▶ **Extracted records**:
.....

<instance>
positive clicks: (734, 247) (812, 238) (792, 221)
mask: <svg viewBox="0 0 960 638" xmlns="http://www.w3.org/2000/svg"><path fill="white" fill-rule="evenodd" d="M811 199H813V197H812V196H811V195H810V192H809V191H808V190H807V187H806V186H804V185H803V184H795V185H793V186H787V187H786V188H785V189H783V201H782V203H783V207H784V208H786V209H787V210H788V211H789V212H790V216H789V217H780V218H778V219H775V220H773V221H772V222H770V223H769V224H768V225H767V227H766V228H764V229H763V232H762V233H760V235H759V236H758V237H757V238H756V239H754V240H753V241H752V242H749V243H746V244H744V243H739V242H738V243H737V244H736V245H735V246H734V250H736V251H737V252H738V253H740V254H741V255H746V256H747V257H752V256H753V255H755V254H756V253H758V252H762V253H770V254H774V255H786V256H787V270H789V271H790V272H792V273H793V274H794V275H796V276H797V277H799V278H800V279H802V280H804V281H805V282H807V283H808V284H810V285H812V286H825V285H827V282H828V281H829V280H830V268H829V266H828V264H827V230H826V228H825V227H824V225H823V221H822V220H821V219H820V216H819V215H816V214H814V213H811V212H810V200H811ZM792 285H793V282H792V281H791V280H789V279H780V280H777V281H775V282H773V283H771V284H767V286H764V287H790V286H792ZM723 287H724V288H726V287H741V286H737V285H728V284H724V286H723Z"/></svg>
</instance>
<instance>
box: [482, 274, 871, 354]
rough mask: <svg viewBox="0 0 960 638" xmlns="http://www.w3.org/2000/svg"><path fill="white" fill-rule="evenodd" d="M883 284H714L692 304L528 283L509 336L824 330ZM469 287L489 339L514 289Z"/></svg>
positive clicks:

.....

▶ **INSTRUCTIONS TO FOLLOW**: Please copy each of the items above line for line, with no changes.

▶ **RESULT FOR THIS TASK**:
<instance>
positive clicks: (734, 247) (812, 238) (792, 221)
mask: <svg viewBox="0 0 960 638" xmlns="http://www.w3.org/2000/svg"><path fill="white" fill-rule="evenodd" d="M811 199H813V197H812V196H811V195H810V192H809V191H808V190H807V187H806V186H804V185H803V184H795V185H793V186H787V187H786V188H785V189H783V201H782V203H783V207H784V208H786V209H787V210H788V211H789V212H790V216H789V217H780V218H778V219H775V220H773V221H772V222H770V223H769V224H768V225H767V227H766V228H764V229H763V232H762V233H760V235H759V236H758V237H757V238H756V239H754V240H753V241H752V242H749V243H746V244H744V243H739V242H738V243H737V244H736V245H735V246H734V250H736V251H737V252H738V253H740V254H741V255H746V256H747V257H752V256H753V255H755V254H756V253H758V252H762V253H770V254H774V255H786V256H787V270H789V271H790V272H792V273H793V274H794V275H796V276H797V277H799V278H800V279H802V280H804V281H805V282H807V283H808V284H810V285H812V286H825V285H827V282H828V281H829V280H830V268H829V266H828V264H827V230H826V228H825V227H824V225H823V221H822V220H821V219H820V216H819V215H816V214H814V213H811V212H810V200H811ZM792 285H793V282H792V281H791V280H789V279H780V280H777V281H775V282H773V283H771V284H767V286H764V287H790V286H792ZM723 287H724V288H726V287H741V286H737V285H728V284H724V286H723Z"/></svg>
</instance>
<instance>
box: [482, 274, 871, 354]
rough mask: <svg viewBox="0 0 960 638" xmlns="http://www.w3.org/2000/svg"><path fill="white" fill-rule="evenodd" d="M883 284H714L692 304L528 283L509 336L824 330ZM469 287L489 339L514 289Z"/></svg>
positive clicks:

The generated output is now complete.